--- Requirement 1 ---
In the provided passage, what geographic range is given for the indigenous, anti-racist and anti-colonial movement?
--- Requirement 2 ---
Repeat the provided passage starting with "Such an alignment" and going on through "Arizona to Auckland.", swapping "Arizona" for "Alaska".
--- Requirement 3 ---
Put this sentence from the provided passage into Spanish: "SOAS Palestine Society invites everyone to join us at what promises to be a significant intervention in Palestine activism and scholarship."
*** Provided passage
Such an alignment would expand the tools available to Palestinians and their solidarity movement, and reconnect the struggle to its own history of anti-colonial internationalism. At its core, this internationalism asserts that the Palestinian struggle against Zionist settler colonialism can only be won when it is embedded within, and empowered by, the broader Arab movement for emancipation and the indigenous, anti-racist and anti-colonial movement--from Arizona to Auckland.

SOAS Palestine Society invites everyone to join us at what promises to be a significant intervention in Palestine activism and scholarship.
******
*** Given information
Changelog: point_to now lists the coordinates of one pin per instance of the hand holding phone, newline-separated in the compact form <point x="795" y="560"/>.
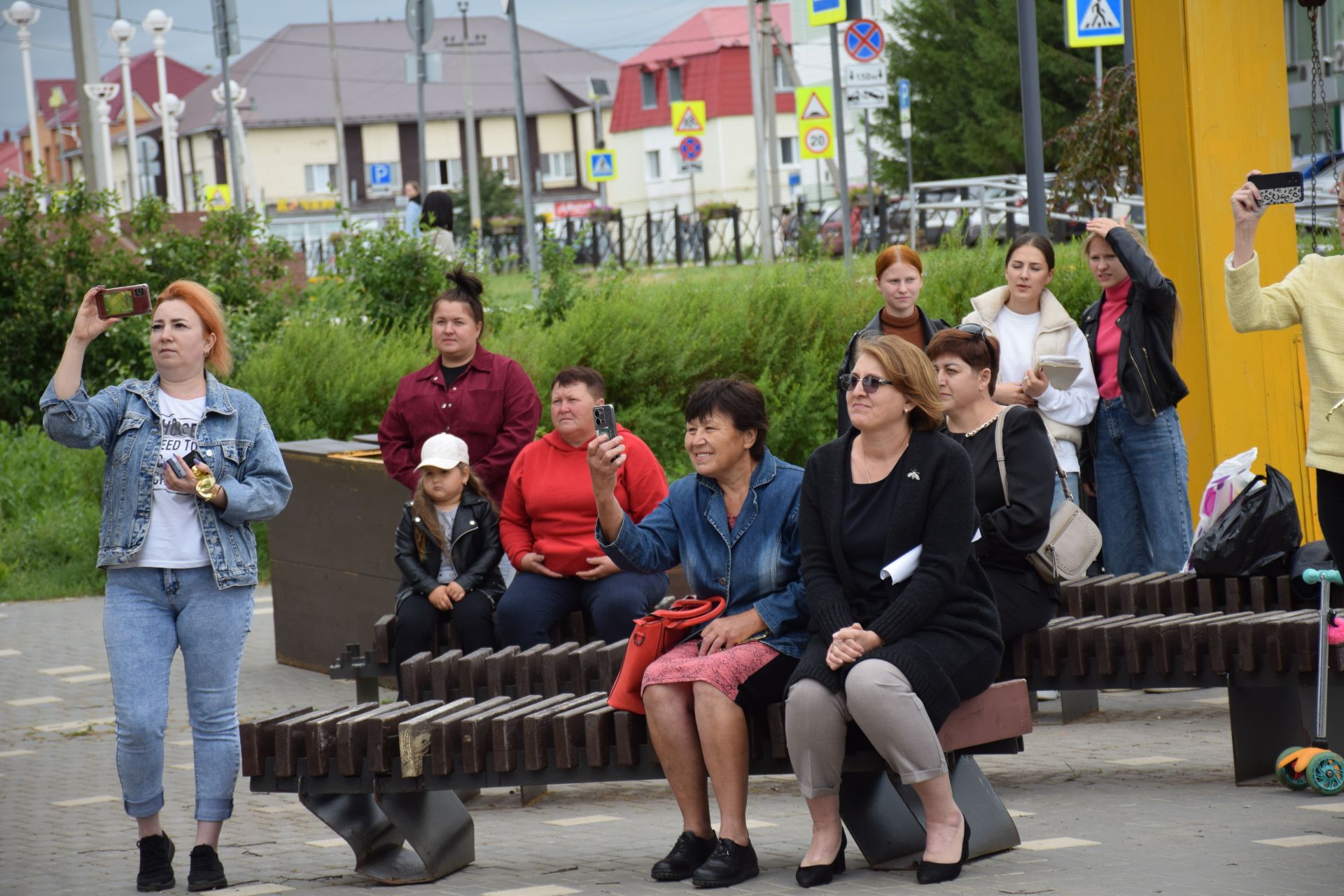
******
--- Correct result 1 ---
From Arizona to Auckland.

--- Correct result 2 ---
Such an alignment would expand the tools available to Palestinians and their solidarity movement, and reconnect the struggle to its own history of anti-colonial internationalism. At its core, this internationalism asserts that the Palestinian struggle against Zionist settler colonialism can only be won when it is embedded within, and empowered by, the broader Arab movement for emancipation and the indigenous, anti-racist and anti-colonial movement--from Alaska to Auckland.

--- Correct result 3 ---
SOAS Palestine Society invita a todos a acompañarnos en lo que promete ser una intervención significativa en el activismo y los estudios sobre Palestina.